**Given instruction A**
Return every line of the records that contains the word "moai", matching case exactly.

Head Tracking for Desktop VR Displays using the WiiRemote & PS Eye *

DieH@rd

Legend
Nextgen has arrived with Wii.

:runaway:

Using the infrared camera in the Wii remote and a head mounted sensor bar (two IR LEDs), you can accurately track the location of your head and render view dependent images on the screen. This effectively transforms your display into a portal to a virtual environment. The display properly reacts to head and body movement as if it were a real window creating a realistic illusion of depth and space. By Johnny Chung Lee, Carnegie Mellon University. For more information and software visit http://johnnylee.net

I cant belive that such belivable 3d effect can be achieved with NO PENALTY TO HARWARE. Its just smart camera effect, that can be implemented in every game. Damn, i now i want to see this 3d rendering in every MGS cutscene. :) Can someone try this at home, all software can be found on his site.

Is there some freeware game with open source engine that can be mofidied to use this feature. Maybe Quake 2?!

Discuss.
 
I saw this last night--the guy has a lot of nice stuff. The general idea isn't totally new, though, as TrackerIR has had a commercial product doing the same stuff for a couple years. The difference? It is $200 and works with only a few PC games.

When he adds the 2nd Wiimote at the end is when it gets interesting. With a large screen HDTV you can see how an FPS with cover system could really come about with motion recognition. 2012 cannot come soon enough :)
 
The problem with head tracking is you turn away from the screen if you're doing AR type positioning. If you're just measuring ducking and diving, standard camera tech out to suffice already. Face recognition is readily capable of tracking a player's phizzog.

I also wonder how cameras could work with IR, seeing as CCD's are often sensitive. Video cameras can see the IR emissions of a remote control. If PSEye and Live! Camera can see IR points are areas of brightness, you could do the same thing with them.
 
Nextgen has arrived with Wii.

:runaway:



I cant belive that such belivable 3d effect can be achieved with NO PENALTY TO HARWARE. Its just smart camera effect, that can be implemented in every game. Damn, i now i want to see this 3d rendering in every MGS cutscene. :) Can someone try this at home, all software can be found on his site.

Is there some freeware game with open source engine that can be mofidied to use this feature. Maybe Quake 2?!

Discuss.
That guy does generally amazing things, He found many usages with the wiimote as well as other things!! He is unbelievable!!
 
I also wonder how cameras could work with IR, seeing as CCD's are often sensitive. Video cameras can see the IR emissions of a remote control. If PSEye and Live! Camera can see IR points are areas of brightness, you could do the same thing with them.
They usually see them as purple points of light. Unless you can guarantee that your not going to have purplish colors in your scene, you should be able to rig something like that.

**Given instruction B**
Answer these questions from the head tracking thread:
(i) How many IR LEDs are on the head-mounted sensor bar?
(ii) What does the commercial TrackerIR product cost?
(iii) According to the last post, how do cameras usually see IR points?

**Source material**
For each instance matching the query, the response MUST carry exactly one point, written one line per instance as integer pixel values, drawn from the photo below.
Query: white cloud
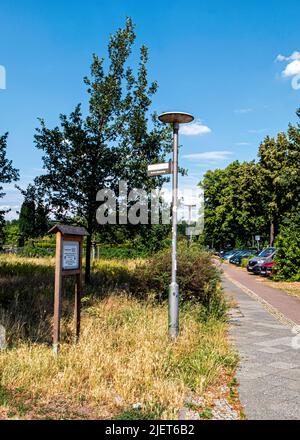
(195, 129)
(243, 111)
(295, 56)
(259, 131)
(292, 69)
(209, 156)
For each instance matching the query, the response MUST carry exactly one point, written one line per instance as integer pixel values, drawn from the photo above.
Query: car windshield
(267, 252)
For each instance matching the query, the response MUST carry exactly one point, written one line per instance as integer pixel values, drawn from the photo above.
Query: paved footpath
(286, 305)
(269, 373)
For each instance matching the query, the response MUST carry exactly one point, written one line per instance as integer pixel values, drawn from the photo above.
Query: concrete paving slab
(269, 373)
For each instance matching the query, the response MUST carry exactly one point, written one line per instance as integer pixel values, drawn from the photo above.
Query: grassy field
(124, 365)
(292, 288)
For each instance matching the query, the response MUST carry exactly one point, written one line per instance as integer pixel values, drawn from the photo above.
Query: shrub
(198, 278)
(288, 250)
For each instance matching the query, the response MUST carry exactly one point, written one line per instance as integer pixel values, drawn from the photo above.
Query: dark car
(238, 257)
(266, 256)
(267, 269)
(229, 254)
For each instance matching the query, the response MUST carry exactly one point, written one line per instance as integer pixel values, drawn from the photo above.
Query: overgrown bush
(198, 278)
(288, 250)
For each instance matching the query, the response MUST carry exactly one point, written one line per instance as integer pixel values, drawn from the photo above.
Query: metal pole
(190, 224)
(174, 289)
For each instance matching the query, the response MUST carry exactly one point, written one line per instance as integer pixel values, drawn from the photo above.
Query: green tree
(8, 174)
(279, 162)
(233, 210)
(288, 249)
(84, 155)
(33, 219)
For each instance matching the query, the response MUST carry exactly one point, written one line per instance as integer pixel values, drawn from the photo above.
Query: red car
(268, 269)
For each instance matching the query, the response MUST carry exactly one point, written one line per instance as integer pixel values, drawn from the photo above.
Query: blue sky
(215, 59)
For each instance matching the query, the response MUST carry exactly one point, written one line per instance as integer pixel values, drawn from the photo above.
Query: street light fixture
(174, 118)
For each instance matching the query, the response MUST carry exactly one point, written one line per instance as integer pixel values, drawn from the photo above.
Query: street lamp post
(174, 118)
(189, 229)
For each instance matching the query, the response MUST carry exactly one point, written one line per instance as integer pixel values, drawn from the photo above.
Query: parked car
(230, 254)
(266, 256)
(267, 269)
(239, 256)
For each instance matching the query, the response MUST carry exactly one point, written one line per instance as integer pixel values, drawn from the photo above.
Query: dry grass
(292, 288)
(124, 357)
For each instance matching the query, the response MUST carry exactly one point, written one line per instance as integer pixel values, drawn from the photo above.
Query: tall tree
(33, 220)
(8, 174)
(84, 155)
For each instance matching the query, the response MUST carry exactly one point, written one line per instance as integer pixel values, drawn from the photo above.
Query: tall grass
(124, 355)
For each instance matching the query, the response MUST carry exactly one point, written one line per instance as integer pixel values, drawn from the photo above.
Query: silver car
(266, 256)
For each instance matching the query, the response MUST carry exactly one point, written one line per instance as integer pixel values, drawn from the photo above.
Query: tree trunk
(88, 259)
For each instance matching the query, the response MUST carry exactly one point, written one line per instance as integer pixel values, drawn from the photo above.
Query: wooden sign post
(69, 245)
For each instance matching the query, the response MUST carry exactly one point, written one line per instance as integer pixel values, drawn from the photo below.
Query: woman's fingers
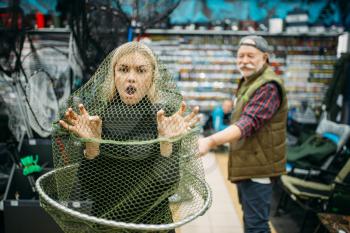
(193, 114)
(72, 114)
(160, 115)
(83, 110)
(182, 108)
(67, 126)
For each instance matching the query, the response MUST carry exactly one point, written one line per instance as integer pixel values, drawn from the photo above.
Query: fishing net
(125, 151)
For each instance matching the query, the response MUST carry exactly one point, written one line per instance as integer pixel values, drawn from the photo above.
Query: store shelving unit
(203, 62)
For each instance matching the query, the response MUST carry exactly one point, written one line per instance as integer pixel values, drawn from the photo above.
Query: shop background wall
(325, 12)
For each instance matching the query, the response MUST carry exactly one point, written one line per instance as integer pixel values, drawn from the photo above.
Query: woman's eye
(123, 69)
(141, 70)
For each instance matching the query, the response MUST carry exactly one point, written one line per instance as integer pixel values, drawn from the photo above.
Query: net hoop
(120, 225)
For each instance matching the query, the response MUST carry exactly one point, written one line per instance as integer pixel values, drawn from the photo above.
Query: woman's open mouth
(130, 90)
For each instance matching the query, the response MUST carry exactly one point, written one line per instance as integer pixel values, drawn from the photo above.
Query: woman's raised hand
(82, 125)
(176, 124)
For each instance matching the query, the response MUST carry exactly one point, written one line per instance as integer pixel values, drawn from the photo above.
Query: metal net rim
(123, 225)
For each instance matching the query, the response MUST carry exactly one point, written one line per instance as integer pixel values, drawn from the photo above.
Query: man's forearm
(230, 134)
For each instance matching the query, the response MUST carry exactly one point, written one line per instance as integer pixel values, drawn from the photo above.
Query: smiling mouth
(130, 90)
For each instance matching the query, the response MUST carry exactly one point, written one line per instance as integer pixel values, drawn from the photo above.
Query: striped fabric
(259, 109)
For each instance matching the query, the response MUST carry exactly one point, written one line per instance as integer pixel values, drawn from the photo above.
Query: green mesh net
(125, 151)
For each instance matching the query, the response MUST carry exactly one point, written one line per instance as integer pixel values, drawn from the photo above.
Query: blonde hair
(128, 48)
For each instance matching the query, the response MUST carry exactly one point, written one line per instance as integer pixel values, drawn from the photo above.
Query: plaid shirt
(260, 108)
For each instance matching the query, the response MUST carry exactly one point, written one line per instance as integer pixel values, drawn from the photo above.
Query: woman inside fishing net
(130, 98)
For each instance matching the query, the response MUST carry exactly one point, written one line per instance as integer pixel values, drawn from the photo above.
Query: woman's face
(133, 77)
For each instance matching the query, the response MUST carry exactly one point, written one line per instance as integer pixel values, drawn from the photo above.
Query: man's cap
(255, 41)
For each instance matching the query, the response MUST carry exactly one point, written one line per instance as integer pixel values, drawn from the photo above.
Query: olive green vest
(263, 154)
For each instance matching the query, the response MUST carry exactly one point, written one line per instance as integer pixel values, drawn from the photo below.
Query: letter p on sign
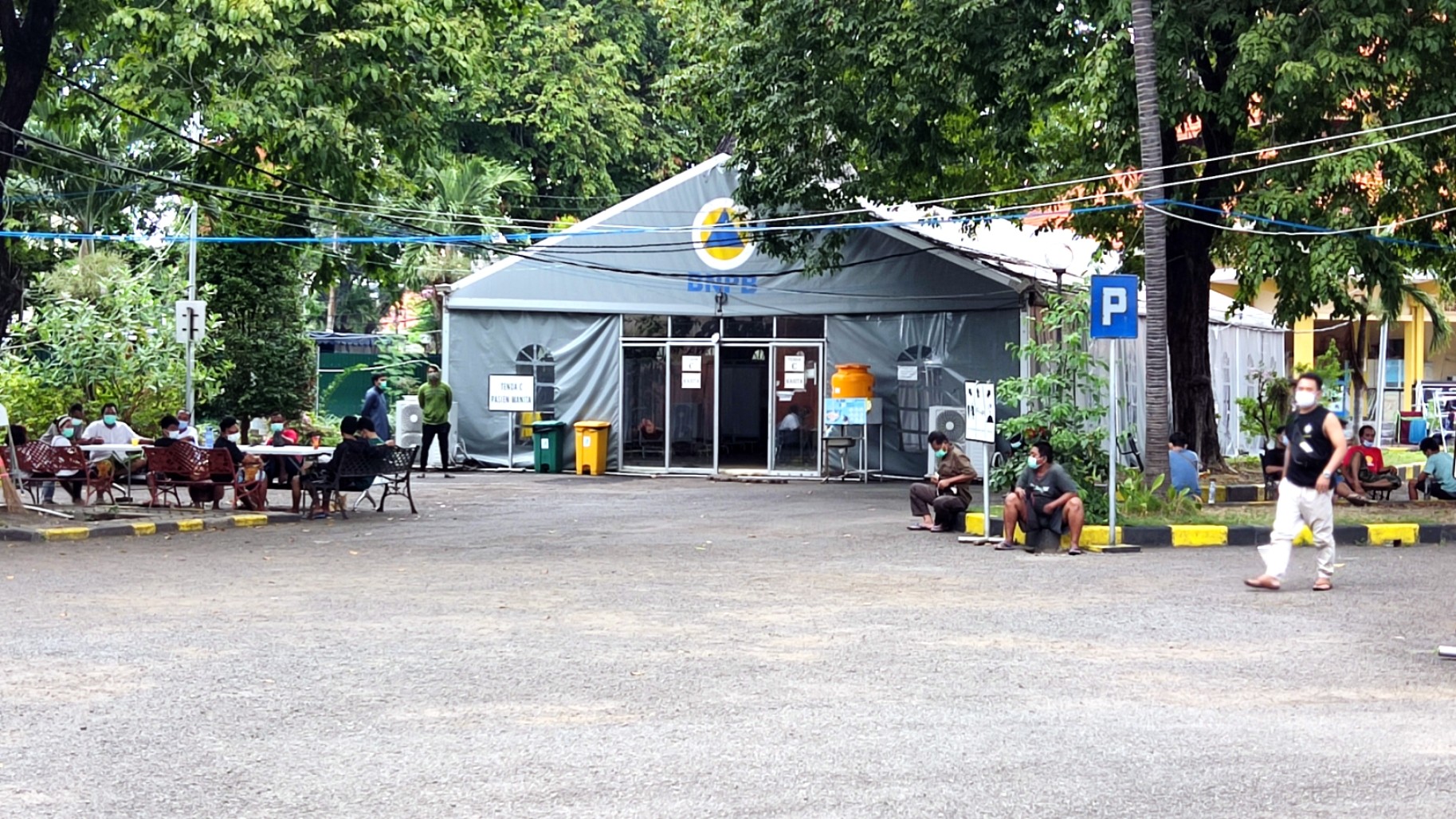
(1114, 308)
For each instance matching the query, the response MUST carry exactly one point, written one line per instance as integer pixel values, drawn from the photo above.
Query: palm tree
(1155, 236)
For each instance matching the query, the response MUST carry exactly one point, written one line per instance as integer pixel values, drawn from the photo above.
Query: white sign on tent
(513, 393)
(980, 412)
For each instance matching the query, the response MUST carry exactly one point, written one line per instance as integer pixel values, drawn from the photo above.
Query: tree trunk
(1190, 272)
(1155, 237)
(26, 53)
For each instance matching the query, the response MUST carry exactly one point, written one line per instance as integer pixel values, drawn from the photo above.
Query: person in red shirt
(1364, 466)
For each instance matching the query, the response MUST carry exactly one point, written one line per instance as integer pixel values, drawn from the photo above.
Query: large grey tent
(661, 316)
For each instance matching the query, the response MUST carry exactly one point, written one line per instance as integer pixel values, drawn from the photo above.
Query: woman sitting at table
(255, 489)
(285, 468)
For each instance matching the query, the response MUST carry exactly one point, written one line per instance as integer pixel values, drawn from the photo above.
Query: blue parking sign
(1114, 308)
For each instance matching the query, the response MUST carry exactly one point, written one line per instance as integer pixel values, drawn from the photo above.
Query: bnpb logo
(720, 237)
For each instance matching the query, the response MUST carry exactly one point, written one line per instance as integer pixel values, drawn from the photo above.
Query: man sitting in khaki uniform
(941, 500)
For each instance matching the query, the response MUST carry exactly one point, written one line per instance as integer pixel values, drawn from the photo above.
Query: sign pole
(1111, 450)
(191, 296)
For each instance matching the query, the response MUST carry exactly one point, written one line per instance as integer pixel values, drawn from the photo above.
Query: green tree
(100, 331)
(938, 98)
(258, 299)
(577, 100)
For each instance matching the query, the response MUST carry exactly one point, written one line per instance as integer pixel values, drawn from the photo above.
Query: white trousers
(1299, 507)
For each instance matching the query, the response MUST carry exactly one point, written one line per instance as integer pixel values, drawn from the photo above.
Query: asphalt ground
(561, 646)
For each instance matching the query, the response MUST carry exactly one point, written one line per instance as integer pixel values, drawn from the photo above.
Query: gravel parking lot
(559, 646)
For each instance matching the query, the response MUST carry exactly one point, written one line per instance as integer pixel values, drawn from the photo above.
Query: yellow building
(1410, 359)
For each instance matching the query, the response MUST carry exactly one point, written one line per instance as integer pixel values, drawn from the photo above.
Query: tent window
(695, 326)
(748, 327)
(915, 399)
(799, 327)
(540, 364)
(644, 326)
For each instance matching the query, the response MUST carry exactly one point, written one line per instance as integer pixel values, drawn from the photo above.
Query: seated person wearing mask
(1438, 475)
(111, 429)
(1364, 468)
(948, 492)
(1183, 466)
(69, 479)
(285, 468)
(1046, 498)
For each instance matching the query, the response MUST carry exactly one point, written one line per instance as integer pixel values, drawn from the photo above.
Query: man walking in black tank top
(1317, 447)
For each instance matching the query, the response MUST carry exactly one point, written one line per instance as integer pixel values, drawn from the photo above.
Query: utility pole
(191, 296)
(1155, 237)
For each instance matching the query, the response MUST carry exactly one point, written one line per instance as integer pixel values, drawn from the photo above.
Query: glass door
(644, 406)
(692, 389)
(797, 408)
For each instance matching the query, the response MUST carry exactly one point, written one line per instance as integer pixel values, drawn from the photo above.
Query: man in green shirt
(434, 405)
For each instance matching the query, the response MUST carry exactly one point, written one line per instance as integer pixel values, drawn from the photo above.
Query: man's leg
(1287, 523)
(427, 438)
(920, 498)
(1077, 515)
(948, 511)
(445, 449)
(1317, 508)
(1015, 514)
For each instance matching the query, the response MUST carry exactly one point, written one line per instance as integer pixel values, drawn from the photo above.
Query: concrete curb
(143, 528)
(1200, 535)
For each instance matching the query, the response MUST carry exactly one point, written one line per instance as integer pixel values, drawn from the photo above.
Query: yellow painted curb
(1394, 533)
(976, 523)
(1199, 535)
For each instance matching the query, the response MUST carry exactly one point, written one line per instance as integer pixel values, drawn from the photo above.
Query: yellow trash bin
(591, 445)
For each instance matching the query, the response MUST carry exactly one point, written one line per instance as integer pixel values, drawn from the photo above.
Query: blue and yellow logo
(718, 236)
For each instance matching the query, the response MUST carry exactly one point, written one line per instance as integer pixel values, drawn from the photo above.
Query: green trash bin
(547, 444)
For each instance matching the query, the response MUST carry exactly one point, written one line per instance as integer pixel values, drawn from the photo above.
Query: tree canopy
(938, 98)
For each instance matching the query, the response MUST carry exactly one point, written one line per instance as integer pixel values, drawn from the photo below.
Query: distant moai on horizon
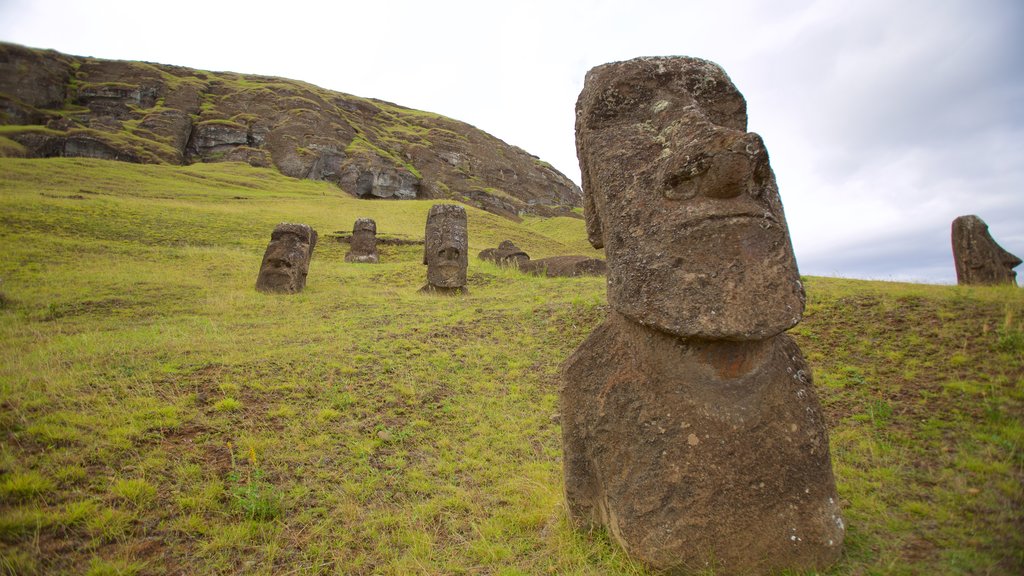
(690, 427)
(507, 254)
(567, 266)
(286, 262)
(363, 246)
(977, 257)
(445, 249)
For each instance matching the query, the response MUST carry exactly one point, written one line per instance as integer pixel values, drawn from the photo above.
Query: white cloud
(884, 120)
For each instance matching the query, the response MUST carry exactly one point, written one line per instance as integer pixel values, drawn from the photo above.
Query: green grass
(160, 416)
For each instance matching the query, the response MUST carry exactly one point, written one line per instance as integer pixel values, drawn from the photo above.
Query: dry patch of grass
(161, 416)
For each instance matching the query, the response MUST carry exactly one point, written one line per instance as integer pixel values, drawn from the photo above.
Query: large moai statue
(364, 243)
(445, 249)
(977, 257)
(286, 261)
(689, 424)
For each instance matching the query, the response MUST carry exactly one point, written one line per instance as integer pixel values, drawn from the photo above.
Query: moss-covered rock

**Final result A**
Query: distant moai on horizon
Query: large moai statue

**Final result B**
(i) Two
(ii) $200
(iii) As purple points of light